AIM OF THE EXERCISE »
The output should be limited to the line holding "the green plastic" and the lines after it through the end of the entries, each restated exactly.

(Stored data entries)
○ ○ ○ ○ ○

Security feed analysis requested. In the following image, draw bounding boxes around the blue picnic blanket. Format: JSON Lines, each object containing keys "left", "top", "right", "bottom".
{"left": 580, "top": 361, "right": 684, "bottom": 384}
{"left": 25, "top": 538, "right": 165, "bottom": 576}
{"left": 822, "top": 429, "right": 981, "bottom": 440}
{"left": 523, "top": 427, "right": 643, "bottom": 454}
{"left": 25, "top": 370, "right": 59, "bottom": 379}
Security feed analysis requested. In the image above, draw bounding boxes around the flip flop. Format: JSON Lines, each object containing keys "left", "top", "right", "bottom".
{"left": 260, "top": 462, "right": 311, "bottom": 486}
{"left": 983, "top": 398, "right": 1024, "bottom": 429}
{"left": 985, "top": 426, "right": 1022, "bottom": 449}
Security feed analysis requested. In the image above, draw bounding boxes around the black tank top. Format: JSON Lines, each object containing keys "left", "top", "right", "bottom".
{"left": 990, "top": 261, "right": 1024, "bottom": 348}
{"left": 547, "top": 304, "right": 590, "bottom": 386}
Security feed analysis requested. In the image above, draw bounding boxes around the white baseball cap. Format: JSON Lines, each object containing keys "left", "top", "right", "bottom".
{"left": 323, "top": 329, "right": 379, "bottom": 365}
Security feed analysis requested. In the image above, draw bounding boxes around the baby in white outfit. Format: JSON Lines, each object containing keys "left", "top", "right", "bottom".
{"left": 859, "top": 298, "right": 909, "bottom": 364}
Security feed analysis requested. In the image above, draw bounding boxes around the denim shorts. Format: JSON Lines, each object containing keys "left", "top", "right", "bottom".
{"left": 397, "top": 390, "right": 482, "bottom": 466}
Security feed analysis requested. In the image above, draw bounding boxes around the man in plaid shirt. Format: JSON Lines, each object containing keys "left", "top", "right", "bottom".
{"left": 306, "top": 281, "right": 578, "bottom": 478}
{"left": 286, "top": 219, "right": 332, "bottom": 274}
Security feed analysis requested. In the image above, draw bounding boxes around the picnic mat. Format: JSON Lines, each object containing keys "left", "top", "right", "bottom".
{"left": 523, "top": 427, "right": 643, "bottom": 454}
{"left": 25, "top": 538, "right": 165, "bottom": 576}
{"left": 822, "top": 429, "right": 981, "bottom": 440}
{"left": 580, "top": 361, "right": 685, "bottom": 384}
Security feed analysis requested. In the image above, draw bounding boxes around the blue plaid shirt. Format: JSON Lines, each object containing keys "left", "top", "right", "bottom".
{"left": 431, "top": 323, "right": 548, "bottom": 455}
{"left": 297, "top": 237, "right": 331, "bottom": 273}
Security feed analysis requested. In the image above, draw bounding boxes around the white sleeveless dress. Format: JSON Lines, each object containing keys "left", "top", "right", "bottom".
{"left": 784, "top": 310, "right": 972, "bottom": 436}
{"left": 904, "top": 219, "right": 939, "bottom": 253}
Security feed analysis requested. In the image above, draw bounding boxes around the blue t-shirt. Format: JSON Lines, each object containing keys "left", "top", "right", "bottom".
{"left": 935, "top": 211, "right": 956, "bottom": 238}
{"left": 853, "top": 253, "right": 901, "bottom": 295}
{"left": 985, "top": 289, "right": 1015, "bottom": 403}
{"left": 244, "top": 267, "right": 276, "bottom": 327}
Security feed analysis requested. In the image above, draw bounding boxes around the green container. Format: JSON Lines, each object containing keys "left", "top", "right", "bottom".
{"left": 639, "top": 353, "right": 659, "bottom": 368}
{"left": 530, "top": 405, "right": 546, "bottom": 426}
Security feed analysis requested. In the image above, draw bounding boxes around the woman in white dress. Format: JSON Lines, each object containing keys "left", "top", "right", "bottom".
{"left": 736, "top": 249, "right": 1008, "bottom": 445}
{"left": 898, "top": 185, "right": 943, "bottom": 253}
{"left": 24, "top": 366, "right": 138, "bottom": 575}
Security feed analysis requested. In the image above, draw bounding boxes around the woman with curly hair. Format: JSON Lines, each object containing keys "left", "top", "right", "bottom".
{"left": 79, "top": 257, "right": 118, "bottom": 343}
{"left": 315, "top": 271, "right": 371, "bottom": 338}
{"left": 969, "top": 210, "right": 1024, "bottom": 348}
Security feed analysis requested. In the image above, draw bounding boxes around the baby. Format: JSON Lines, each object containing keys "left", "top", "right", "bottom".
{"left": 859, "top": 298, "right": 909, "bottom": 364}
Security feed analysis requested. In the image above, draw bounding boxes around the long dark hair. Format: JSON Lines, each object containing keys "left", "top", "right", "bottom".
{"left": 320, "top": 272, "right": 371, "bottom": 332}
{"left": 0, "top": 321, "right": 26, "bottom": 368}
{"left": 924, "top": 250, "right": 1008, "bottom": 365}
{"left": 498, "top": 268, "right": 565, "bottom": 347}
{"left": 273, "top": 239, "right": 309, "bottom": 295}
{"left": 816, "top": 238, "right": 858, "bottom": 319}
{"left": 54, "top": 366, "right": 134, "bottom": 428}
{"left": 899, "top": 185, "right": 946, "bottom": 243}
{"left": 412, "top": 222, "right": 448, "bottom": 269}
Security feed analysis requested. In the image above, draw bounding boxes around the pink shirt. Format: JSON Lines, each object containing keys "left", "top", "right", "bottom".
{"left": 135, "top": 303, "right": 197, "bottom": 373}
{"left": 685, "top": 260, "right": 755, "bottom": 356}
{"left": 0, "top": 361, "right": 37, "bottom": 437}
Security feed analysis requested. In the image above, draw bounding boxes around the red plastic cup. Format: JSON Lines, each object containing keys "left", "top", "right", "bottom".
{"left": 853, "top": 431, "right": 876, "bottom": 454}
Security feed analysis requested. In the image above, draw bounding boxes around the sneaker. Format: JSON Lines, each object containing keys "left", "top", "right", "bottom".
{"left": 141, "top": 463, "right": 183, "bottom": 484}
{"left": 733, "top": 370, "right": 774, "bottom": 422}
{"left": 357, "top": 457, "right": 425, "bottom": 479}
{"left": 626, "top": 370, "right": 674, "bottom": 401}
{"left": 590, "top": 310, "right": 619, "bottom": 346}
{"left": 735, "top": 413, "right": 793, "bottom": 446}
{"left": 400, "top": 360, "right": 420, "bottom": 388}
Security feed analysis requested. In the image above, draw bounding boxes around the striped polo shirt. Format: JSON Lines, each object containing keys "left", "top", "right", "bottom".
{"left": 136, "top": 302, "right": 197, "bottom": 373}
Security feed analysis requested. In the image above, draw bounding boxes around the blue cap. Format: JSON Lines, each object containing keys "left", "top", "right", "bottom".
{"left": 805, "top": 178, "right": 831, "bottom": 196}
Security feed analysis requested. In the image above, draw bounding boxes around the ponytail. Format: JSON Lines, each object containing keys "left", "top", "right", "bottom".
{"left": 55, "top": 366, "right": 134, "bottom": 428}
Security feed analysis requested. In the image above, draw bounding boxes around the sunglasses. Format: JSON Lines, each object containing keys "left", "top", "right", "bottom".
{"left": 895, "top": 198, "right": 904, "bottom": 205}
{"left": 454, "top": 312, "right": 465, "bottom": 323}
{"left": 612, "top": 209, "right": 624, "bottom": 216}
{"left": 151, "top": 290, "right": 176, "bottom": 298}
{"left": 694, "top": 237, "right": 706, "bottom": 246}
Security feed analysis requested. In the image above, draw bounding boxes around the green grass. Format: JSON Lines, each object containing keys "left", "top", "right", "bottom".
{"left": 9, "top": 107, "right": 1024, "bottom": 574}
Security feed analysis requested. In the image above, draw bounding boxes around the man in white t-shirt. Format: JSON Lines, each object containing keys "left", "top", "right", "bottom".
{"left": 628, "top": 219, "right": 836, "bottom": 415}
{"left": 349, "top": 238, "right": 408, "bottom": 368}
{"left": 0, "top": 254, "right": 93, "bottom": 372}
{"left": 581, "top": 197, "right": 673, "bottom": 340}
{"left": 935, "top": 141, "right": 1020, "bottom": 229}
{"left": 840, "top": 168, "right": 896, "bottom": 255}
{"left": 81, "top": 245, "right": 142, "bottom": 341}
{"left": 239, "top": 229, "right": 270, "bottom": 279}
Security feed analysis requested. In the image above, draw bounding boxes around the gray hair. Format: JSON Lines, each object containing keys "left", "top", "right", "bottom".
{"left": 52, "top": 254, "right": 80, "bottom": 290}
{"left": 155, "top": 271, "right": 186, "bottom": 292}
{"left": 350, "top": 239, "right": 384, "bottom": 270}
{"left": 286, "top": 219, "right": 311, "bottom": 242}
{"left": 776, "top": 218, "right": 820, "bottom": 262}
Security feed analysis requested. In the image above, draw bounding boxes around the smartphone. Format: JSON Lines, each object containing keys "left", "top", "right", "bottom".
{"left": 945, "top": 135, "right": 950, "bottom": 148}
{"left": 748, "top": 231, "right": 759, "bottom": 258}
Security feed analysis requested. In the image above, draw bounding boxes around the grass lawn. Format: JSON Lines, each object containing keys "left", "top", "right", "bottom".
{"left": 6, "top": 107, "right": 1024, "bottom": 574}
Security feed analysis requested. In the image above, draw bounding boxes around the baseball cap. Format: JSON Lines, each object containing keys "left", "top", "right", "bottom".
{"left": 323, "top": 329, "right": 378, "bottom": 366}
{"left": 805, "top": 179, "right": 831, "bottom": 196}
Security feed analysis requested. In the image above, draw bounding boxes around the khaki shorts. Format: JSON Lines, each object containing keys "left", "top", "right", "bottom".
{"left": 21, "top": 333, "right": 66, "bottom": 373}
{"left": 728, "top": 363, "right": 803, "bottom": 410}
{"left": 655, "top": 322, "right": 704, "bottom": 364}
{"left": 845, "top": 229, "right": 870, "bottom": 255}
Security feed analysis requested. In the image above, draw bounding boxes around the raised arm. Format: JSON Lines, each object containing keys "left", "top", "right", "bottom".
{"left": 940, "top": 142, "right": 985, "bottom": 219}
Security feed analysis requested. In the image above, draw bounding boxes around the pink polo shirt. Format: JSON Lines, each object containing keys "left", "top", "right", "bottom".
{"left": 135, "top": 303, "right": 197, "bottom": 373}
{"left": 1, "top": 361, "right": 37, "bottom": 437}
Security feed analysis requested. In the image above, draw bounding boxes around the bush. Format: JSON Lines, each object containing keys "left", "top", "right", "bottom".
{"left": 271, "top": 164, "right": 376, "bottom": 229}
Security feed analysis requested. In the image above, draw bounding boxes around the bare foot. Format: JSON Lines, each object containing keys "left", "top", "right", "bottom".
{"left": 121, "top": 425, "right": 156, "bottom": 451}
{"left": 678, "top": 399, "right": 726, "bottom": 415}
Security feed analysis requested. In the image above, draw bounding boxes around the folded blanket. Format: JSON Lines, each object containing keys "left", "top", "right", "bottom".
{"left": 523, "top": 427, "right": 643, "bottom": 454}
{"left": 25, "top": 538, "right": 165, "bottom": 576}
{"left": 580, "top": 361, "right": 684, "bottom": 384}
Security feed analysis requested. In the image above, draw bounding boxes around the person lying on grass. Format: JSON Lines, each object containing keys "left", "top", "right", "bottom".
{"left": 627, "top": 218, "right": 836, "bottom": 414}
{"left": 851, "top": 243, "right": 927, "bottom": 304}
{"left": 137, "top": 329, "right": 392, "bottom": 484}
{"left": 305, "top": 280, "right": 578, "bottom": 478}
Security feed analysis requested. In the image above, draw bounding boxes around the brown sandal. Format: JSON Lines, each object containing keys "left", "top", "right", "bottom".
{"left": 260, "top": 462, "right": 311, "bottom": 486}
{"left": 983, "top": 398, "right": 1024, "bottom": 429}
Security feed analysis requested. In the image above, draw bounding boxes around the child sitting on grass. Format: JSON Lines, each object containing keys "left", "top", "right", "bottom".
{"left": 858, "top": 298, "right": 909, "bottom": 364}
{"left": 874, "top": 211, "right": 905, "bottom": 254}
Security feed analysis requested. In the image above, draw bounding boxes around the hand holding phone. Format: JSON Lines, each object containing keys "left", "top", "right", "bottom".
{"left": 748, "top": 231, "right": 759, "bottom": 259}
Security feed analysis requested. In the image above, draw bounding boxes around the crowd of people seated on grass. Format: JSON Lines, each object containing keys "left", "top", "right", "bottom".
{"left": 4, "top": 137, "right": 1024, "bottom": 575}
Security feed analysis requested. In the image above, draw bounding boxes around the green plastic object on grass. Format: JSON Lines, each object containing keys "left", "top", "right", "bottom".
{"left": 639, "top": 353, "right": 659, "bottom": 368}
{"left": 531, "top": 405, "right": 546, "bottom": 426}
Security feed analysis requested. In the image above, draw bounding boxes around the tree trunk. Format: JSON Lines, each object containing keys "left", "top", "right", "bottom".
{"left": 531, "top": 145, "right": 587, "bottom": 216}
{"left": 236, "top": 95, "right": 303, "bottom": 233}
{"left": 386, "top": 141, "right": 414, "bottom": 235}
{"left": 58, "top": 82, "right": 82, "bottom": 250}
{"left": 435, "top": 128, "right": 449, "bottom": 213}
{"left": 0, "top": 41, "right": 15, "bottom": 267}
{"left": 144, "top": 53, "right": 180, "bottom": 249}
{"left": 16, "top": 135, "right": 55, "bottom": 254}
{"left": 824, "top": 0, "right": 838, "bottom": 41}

○ ○ ○ ○ ○

ANSWER »
Security feed analysis requested. In the image above, draw bounding boxes around the green plastic object on grass. Format: JSON Lines, each object containing keys "left", "top", "right", "bottom".
{"left": 639, "top": 353, "right": 659, "bottom": 368}
{"left": 531, "top": 405, "right": 546, "bottom": 426}
Security feed analysis requested. In the image above, draw bounding boxes around the tree trunk. Format: JSON Lines, each object containing keys "left", "top", "right", "bottom".
{"left": 531, "top": 145, "right": 587, "bottom": 216}
{"left": 236, "top": 95, "right": 303, "bottom": 233}
{"left": 386, "top": 141, "right": 414, "bottom": 235}
{"left": 58, "top": 82, "right": 82, "bottom": 250}
{"left": 435, "top": 128, "right": 449, "bottom": 213}
{"left": 0, "top": 41, "right": 15, "bottom": 267}
{"left": 144, "top": 53, "right": 180, "bottom": 249}
{"left": 16, "top": 135, "right": 55, "bottom": 254}
{"left": 824, "top": 0, "right": 838, "bottom": 41}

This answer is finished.